WHAT YOU HAVE TO DO:
Count the lines in the records below that contain the string "crowd". Reply with that number only.

── GIVEN ENTRIES ──

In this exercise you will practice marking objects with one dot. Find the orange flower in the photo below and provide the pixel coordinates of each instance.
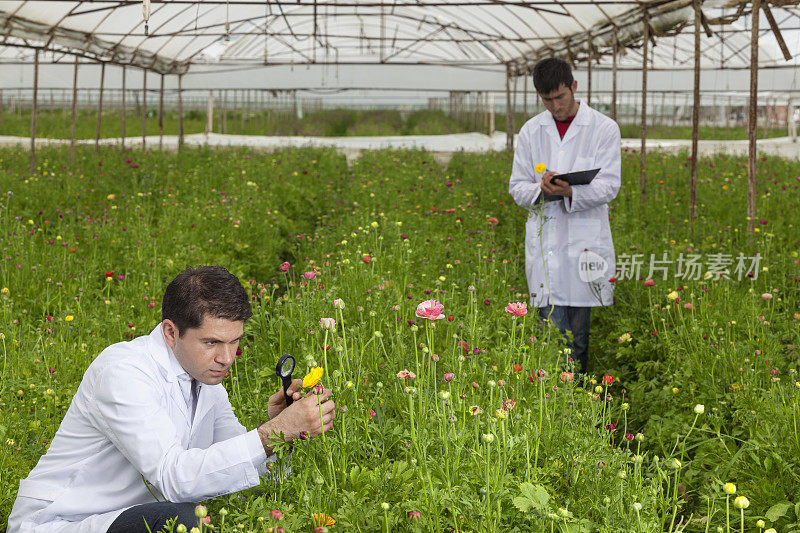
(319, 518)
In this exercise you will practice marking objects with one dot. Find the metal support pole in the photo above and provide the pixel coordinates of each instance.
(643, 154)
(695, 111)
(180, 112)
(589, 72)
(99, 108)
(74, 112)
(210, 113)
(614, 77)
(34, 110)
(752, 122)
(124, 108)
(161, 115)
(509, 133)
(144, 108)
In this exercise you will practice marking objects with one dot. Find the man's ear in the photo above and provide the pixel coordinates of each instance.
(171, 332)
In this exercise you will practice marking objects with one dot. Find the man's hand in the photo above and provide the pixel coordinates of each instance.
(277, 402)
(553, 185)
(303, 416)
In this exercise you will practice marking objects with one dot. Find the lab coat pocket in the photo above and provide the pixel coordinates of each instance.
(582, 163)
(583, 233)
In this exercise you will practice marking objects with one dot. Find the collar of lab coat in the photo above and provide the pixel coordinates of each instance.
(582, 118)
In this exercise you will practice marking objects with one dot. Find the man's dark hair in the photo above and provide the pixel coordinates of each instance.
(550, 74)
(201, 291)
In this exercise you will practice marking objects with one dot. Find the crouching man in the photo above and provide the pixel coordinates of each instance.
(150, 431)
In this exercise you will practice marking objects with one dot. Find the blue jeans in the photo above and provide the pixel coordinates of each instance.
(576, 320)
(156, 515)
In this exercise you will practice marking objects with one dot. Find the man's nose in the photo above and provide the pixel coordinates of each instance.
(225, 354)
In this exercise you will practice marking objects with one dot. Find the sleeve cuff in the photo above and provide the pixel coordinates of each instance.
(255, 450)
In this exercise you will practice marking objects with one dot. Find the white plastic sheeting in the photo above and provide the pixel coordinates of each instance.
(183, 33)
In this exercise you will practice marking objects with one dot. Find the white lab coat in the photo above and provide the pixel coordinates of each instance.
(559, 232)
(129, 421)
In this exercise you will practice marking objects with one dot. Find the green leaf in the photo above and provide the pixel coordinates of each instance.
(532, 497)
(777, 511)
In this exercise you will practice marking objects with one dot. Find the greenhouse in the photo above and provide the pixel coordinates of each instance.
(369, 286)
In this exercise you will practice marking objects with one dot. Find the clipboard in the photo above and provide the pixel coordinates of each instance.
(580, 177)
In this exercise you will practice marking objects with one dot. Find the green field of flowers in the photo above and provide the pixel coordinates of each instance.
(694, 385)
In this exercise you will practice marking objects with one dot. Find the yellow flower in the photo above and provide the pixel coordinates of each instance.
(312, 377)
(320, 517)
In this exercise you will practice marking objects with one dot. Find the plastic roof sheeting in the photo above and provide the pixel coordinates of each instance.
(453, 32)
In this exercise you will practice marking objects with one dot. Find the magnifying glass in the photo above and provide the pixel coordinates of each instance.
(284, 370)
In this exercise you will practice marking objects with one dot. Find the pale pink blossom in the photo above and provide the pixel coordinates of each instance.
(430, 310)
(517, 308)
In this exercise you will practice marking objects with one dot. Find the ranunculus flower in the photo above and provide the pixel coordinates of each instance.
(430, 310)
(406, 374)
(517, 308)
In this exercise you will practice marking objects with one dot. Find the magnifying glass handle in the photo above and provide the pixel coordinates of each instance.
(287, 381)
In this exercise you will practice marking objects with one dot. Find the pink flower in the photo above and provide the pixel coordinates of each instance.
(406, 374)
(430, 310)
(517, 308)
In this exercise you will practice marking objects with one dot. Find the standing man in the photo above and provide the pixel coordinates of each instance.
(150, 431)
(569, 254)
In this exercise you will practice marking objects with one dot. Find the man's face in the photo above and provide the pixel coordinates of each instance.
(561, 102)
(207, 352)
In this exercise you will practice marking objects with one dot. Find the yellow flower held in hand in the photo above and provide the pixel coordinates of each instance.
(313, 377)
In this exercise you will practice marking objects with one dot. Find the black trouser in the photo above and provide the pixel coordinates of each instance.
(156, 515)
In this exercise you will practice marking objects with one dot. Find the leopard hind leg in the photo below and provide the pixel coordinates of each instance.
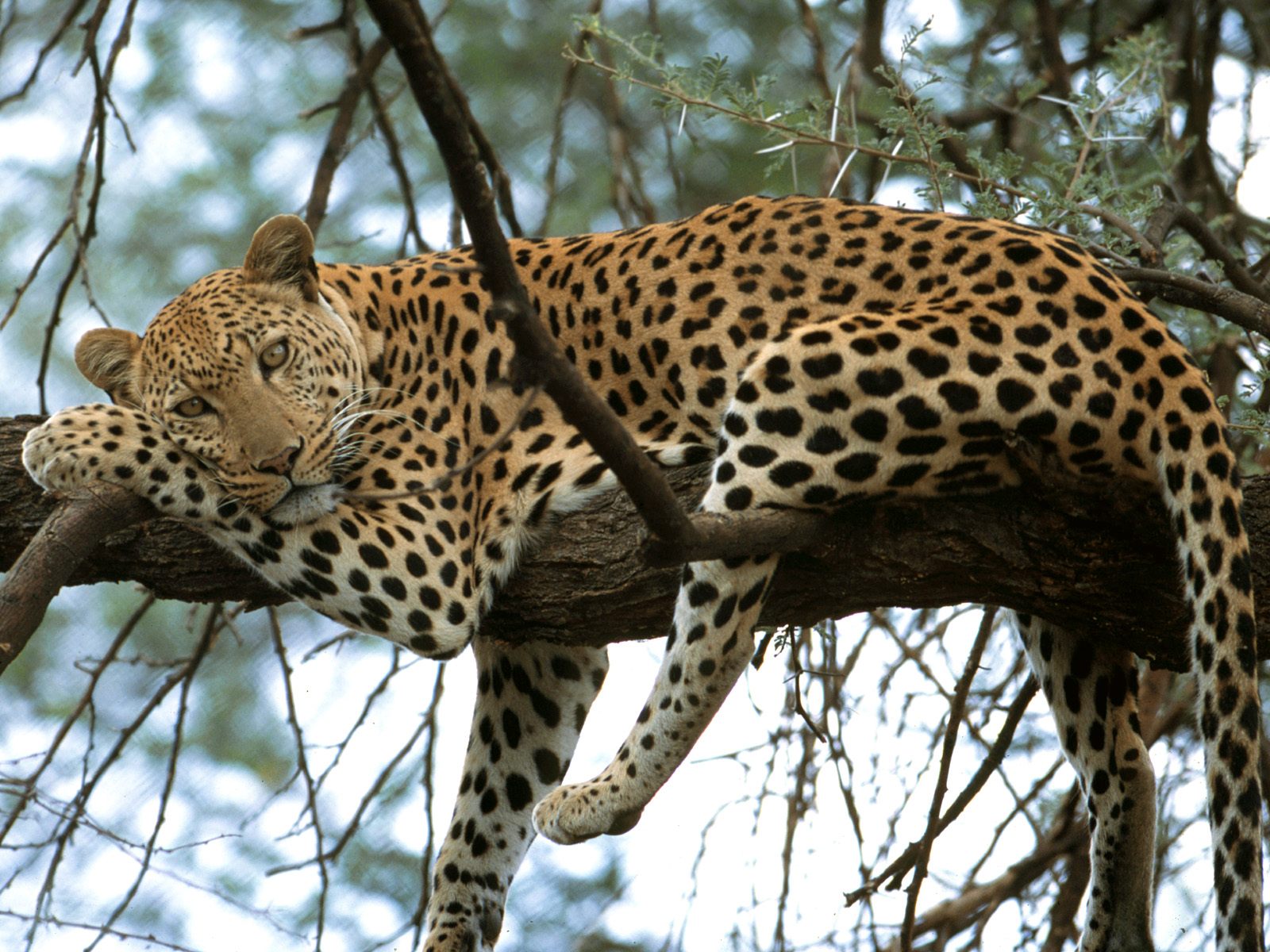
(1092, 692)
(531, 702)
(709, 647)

───
── GIVEN ENTRIES ──

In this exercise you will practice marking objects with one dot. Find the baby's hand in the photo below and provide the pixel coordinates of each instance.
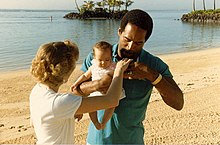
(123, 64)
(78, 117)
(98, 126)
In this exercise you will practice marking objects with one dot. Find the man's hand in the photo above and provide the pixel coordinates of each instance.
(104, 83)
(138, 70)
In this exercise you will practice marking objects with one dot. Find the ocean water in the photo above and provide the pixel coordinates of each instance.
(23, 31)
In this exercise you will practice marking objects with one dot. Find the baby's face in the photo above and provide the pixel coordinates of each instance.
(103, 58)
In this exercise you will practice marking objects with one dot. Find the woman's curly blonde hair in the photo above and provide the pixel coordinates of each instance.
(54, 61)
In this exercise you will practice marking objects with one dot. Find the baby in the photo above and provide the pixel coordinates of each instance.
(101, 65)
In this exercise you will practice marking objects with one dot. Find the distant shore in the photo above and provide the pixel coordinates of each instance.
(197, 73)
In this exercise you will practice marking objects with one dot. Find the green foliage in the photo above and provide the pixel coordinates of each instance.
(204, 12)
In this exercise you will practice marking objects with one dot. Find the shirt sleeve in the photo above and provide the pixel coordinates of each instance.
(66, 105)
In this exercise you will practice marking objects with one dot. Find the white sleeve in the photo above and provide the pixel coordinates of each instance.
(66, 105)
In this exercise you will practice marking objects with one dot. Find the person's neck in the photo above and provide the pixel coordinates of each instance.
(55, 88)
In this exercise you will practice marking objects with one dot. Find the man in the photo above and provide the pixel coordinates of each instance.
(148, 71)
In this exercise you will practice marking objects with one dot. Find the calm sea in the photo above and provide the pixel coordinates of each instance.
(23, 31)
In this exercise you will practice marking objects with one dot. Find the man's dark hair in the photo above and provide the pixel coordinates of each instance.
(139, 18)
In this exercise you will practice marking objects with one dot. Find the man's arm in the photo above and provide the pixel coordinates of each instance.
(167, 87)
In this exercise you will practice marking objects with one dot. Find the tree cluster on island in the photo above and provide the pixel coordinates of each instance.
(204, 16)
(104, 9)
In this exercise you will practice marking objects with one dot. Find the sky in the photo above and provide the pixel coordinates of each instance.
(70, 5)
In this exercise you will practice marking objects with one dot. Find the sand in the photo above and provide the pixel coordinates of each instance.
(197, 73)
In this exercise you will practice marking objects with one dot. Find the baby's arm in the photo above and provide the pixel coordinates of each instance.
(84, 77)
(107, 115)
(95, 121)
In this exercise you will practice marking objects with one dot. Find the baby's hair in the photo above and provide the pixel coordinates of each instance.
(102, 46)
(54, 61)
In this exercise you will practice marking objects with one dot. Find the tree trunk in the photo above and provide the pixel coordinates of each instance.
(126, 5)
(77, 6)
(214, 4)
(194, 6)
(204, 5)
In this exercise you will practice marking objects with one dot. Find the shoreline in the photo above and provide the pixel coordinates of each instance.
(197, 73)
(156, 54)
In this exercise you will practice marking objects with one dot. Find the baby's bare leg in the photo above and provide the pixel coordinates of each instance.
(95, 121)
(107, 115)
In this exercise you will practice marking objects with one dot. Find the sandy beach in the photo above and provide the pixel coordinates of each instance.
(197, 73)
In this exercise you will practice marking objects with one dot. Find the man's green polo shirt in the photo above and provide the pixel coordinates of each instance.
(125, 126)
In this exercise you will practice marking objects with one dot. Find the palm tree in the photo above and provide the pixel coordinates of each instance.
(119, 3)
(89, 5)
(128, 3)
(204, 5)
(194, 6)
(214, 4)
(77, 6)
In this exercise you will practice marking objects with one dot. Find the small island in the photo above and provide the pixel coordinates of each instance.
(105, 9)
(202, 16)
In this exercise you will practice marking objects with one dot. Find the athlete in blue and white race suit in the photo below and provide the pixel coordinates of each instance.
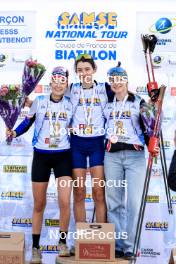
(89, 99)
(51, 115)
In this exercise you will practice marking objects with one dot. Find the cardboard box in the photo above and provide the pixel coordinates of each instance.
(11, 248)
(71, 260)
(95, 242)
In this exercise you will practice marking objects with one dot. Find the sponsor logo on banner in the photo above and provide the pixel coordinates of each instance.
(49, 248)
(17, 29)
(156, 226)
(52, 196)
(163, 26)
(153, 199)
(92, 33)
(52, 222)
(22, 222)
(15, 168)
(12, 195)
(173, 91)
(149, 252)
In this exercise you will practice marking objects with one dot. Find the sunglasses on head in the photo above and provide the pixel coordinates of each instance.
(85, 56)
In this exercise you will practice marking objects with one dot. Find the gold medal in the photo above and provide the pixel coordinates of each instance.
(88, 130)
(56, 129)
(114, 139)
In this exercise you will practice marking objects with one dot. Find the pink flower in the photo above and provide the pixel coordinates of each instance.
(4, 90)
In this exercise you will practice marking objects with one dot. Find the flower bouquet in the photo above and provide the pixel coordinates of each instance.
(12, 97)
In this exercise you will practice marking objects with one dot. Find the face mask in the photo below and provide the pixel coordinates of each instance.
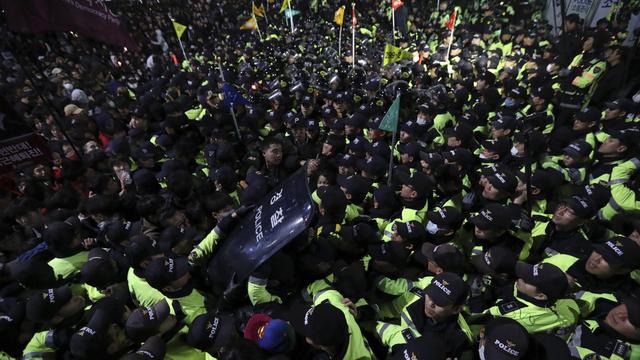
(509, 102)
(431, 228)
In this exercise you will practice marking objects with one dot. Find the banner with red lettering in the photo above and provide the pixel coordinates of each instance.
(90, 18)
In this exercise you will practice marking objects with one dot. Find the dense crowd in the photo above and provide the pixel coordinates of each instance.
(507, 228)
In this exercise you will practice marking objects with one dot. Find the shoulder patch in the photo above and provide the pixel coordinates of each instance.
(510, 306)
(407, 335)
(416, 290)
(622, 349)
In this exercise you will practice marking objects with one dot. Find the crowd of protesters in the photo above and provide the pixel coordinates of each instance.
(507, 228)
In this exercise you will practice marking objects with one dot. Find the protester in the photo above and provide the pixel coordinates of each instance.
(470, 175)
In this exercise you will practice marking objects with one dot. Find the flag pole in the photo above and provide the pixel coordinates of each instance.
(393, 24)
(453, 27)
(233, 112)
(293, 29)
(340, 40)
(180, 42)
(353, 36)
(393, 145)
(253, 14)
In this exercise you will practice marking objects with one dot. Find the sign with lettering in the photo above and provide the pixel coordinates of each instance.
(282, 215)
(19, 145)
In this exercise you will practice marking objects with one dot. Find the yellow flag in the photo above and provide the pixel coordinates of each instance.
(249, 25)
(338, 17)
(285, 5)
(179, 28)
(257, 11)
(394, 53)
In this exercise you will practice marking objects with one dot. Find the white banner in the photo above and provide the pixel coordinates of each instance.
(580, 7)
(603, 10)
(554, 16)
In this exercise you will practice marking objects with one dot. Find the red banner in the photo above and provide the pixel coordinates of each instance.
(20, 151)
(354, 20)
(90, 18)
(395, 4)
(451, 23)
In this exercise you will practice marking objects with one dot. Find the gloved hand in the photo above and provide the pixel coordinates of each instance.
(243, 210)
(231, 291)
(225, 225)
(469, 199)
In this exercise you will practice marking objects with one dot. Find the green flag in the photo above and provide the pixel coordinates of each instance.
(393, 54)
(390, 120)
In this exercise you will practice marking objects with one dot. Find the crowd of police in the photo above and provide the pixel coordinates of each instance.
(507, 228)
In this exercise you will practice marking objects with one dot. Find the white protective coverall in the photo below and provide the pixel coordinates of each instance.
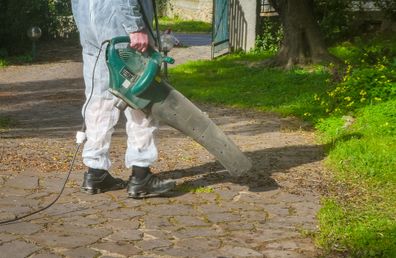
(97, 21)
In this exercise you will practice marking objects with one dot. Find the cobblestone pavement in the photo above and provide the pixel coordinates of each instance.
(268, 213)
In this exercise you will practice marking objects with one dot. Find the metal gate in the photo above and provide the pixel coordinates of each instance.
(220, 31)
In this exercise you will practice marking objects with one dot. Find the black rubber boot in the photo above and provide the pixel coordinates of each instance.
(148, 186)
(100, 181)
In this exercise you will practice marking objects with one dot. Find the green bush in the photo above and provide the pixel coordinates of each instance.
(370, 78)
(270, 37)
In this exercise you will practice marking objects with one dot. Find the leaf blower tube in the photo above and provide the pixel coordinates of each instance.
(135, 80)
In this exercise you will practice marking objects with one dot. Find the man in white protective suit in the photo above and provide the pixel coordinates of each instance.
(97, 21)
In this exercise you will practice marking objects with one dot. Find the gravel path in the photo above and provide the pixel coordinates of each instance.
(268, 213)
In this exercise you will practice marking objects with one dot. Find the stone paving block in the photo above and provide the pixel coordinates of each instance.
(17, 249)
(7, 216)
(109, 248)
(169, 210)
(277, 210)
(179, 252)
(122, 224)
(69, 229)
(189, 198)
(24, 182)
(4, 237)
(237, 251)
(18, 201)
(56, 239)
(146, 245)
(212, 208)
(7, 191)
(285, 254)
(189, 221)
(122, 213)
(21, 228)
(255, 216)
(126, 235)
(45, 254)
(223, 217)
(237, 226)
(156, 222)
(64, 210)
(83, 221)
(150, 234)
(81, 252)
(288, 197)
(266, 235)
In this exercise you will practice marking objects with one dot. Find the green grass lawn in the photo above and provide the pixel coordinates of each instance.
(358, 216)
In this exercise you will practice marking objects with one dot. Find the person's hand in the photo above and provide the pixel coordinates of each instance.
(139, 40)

───

SOLUTION TO THIS EXERCISE:
3